→ **INFORMATION SUPPLIED**
==========

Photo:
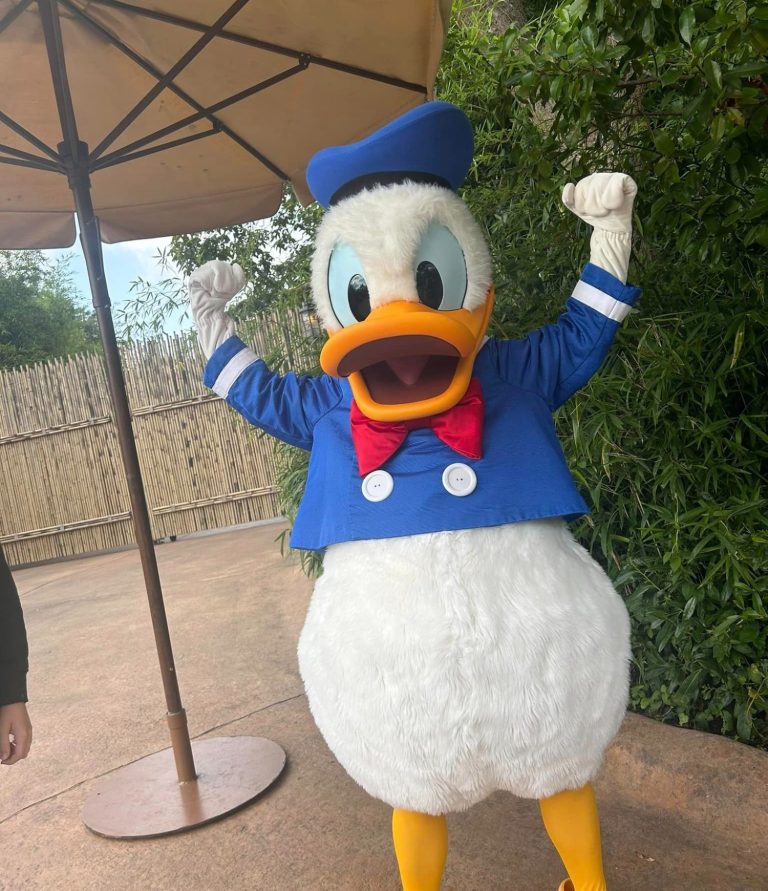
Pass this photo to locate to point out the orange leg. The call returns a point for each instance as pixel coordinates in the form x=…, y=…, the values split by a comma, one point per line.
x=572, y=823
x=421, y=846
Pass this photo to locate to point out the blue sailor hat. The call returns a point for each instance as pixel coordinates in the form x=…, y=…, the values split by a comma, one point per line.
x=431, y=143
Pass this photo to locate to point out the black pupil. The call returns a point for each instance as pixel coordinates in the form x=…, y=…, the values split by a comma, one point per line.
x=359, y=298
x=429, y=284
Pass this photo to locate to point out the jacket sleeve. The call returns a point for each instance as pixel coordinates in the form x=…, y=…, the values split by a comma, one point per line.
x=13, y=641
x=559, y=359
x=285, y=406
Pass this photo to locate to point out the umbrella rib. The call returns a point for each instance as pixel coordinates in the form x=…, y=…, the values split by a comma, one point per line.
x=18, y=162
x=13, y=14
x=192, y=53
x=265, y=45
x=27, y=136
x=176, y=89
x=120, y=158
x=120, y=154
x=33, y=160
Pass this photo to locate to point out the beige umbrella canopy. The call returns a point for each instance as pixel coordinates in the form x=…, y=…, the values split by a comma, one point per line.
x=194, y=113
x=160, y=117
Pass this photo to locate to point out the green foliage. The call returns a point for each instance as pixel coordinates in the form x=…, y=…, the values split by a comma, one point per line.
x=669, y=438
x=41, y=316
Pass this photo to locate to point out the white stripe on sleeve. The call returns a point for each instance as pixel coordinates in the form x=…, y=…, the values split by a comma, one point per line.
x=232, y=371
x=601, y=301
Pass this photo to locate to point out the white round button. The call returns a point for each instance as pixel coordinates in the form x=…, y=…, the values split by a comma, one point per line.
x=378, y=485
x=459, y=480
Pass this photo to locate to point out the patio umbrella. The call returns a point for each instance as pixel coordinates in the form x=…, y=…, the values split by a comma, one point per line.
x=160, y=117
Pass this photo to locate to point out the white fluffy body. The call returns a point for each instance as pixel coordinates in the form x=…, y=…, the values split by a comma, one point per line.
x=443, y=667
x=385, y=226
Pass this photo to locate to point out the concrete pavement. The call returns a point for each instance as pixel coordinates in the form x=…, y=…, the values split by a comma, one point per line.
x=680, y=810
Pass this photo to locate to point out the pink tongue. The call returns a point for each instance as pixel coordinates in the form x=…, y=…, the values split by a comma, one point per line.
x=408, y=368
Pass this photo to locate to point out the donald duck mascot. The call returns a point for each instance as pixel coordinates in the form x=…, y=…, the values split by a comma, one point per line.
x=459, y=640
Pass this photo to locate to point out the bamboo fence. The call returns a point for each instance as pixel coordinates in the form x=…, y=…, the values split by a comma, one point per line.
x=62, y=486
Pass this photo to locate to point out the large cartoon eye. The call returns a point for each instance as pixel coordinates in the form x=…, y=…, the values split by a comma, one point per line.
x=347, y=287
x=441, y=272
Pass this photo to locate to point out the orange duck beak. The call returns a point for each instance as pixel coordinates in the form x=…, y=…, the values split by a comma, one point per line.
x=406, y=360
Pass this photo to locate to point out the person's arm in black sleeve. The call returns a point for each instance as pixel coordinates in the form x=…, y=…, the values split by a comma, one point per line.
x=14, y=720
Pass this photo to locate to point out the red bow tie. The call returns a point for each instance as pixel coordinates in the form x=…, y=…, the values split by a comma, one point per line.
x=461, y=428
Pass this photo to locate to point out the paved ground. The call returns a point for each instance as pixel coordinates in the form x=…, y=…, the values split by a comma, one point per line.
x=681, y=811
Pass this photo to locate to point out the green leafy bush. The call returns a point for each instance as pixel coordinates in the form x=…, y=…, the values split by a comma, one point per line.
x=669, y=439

==========

→ **WHAT YOU ARE ASKED TO DO**
Can you scale everything from the start of the items down to and including the line with "x=431, y=143", and give those lines again with the requests kept and every pixel coordinate in the answers multiplied by 0.6 and rounded to a whole number, halves rounded up? Leave the pictures out and give only those lines.

→ **FINAL RESULT**
Photo:
Pass this photo to locate to point out the orange leg. The call returns a point for each instance as pixel coordinates in the form x=…, y=…, the values split by a comma, one point per line.
x=343, y=494
x=253, y=508
Pass this photo to locate to point out the blue sailor hat. The call returns a point for each instance as pixel coordinates in the form x=…, y=…, the values split by a comma, one point per line.
x=259, y=86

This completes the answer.